WHAT YOU NEED TO DO: Copy all of the location identification entries below word for word, omitting the pictures from your copy.

** START OF PROVIDED RECORDS **

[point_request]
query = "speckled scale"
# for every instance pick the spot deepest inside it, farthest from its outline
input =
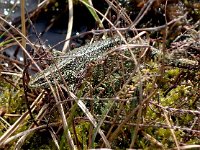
(73, 63)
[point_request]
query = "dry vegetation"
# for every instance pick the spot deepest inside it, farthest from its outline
(128, 99)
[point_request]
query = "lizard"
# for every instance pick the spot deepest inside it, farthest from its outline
(74, 63)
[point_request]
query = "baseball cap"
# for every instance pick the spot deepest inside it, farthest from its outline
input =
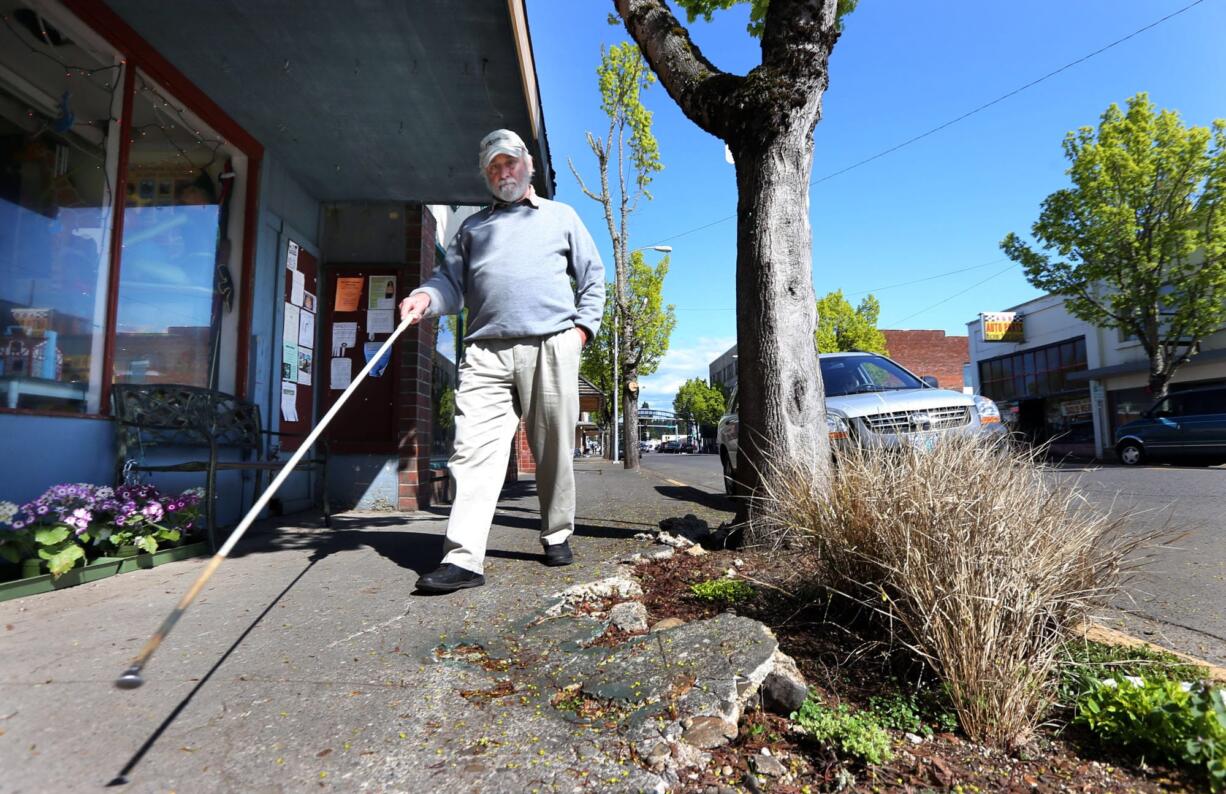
(502, 142)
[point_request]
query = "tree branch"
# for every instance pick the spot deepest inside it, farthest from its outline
(580, 180)
(698, 87)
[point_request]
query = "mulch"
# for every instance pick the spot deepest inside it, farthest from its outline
(846, 661)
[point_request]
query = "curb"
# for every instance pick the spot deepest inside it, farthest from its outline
(1096, 632)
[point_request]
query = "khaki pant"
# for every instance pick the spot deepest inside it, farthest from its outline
(502, 380)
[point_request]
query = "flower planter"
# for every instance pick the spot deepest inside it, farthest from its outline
(97, 570)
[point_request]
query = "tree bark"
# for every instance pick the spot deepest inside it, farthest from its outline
(782, 412)
(766, 118)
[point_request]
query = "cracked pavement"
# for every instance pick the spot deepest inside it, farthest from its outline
(307, 661)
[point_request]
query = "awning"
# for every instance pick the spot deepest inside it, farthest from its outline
(376, 101)
(1130, 368)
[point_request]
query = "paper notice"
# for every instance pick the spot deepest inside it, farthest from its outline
(380, 321)
(345, 336)
(289, 401)
(383, 293)
(307, 328)
(289, 360)
(305, 364)
(297, 288)
(342, 373)
(348, 294)
(369, 349)
(292, 321)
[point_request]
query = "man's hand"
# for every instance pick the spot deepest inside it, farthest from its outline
(413, 308)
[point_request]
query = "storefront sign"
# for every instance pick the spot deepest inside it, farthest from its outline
(1002, 326)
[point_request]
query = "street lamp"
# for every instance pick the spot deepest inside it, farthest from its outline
(617, 337)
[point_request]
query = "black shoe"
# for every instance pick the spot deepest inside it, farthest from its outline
(558, 554)
(449, 577)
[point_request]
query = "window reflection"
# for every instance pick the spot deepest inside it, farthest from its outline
(173, 205)
(57, 173)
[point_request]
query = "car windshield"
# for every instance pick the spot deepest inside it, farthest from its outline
(858, 374)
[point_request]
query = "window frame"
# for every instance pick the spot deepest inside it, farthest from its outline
(134, 53)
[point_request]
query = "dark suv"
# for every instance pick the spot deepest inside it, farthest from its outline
(1181, 425)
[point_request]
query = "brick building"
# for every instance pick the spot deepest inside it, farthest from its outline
(931, 353)
(922, 352)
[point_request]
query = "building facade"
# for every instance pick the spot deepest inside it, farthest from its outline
(1072, 384)
(231, 196)
(922, 352)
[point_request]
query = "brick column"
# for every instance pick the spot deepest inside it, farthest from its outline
(416, 371)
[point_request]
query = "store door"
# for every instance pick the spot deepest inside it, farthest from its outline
(1031, 420)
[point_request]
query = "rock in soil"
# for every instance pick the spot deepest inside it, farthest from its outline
(710, 732)
(785, 689)
(629, 616)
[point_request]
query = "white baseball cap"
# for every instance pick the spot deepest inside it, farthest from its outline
(502, 142)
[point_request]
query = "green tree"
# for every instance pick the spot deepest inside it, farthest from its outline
(1139, 240)
(840, 327)
(766, 118)
(699, 402)
(628, 145)
(641, 352)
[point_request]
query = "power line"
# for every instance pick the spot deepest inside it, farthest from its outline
(965, 115)
(939, 303)
(961, 270)
(864, 292)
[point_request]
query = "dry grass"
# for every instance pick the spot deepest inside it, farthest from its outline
(985, 563)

** END OF PROVIDED RECORDS **

THE RESULT:
[point_request]
query = "speckled scale"
# for every instance pick the spot deepest inside it, farthest from its outline
input =
(73, 63)
[point_request]
query = "dry vegetation"
# for every instance pick the spot deepest inside it, farthest from its outline
(128, 99)
[point_request]
query = "lizard"
# for every instance pick the spot deepest inside it, farthest from its outline
(74, 63)
[point_request]
query = "baseball cap"
# for every instance pick the spot deepest inside it, farthest from its outline
input =
(502, 142)
[point_request]
query = "tree branch"
# for every instance pick the spot deepest inside it, farthest from its outline
(580, 180)
(698, 87)
[point_request]
query = "mulch"
# for every instance pick the spot deepest inside it, farthest from its outline
(846, 661)
[point_request]
query = "curb"
# for every instance pick the spot deepest inside it, farthest from its outline
(1096, 632)
[point_request]
query = "khaki pant"
# for every instance pick the spot deepest inside it, farthest from its outline
(502, 380)
[point_request]
query = "flower planter"
# for every instance pick the spot deepest inside it, farthest from its outline
(97, 570)
[point_request]
query = "tree bark"
# for every instance pick the spot deepest inside it, farthest from its outline
(782, 412)
(766, 118)
[point_request]
query = "cracked pavement"
# for every instance pick the spot deepest inside it, farthest from its outline
(307, 661)
[point_request]
query = "awning"
# for every instance pick the spot deepest inside it, farthest from its outline
(376, 101)
(1130, 368)
[point_request]
query = "paper notice"
# for every instance pick the spot deepest inside it, farthest from its outline
(380, 321)
(345, 336)
(289, 401)
(383, 293)
(307, 328)
(289, 360)
(305, 364)
(297, 288)
(342, 373)
(348, 294)
(369, 349)
(292, 321)
[point_request]
query = "man's hand"
# for every instance pick the spot deepest inside it, farthest from its outline
(413, 308)
[point_request]
query = "storefront sign"
# for every instance pick the spot deepest inside it, farthest from its outline
(1002, 326)
[point_request]
query = "street lamp"
# for every instance pick the spot deepest inside it, farthest from its outline
(617, 337)
[point_request]
query = "black shoe"
# for every instance pick the spot deepest inside it, farthest from its outline
(558, 554)
(449, 577)
[point_request]
query = "window reflection"
# for every instance pick the spot deepest inside it, farthest from its outline
(173, 205)
(57, 173)
[point_request]
query = "car windshield"
# for every instance pick the spot deepest inside it, farthest from its outline
(858, 374)
[point_request]
query = "window frame"
# for every instance pick the spot deepest inside it, farthest from its outline
(134, 53)
[point_request]
query = "dark suv"
# for every instance pick the spot deepest inside it, farthest from its outline
(1181, 425)
[point_request]
query = "brick building"
# for every instance pick the spot deepest inside it, farthest from its outline
(931, 353)
(922, 352)
[point_request]
query = "building facade"
# for every instance pick the spot deepest inside it, farthest from its outline
(1072, 384)
(231, 196)
(922, 352)
[point_request]
query = "brick column"
# for every instance pick the spot deepest inside it, farthest from its outline
(416, 371)
[point_request]
query = "store door"
# for every instance pick the spot deepest inside it, farthest from its outline
(1031, 420)
[point_request]
query = "rock in soil"
# for every instance pick the spot deepest inside it, farthest from its outline
(710, 732)
(785, 689)
(629, 616)
[point_request]
query = "white baseball cap"
# for every instance pick the spot deepest inside it, farthest from its outline
(502, 142)
[point_request]
query = "green tree"
# for every instance pick the spot deepest inside it, farthest from its outline
(1139, 240)
(840, 327)
(766, 118)
(699, 402)
(628, 145)
(641, 352)
[point_request]
query = "power line"
# for every instance pick the spot deepest inside it, farthest from its outline
(965, 115)
(939, 303)
(961, 270)
(864, 292)
[point_request]
query = "dry grass"
# for every instance pick the spot deepest inside it, farthest from its outline
(985, 563)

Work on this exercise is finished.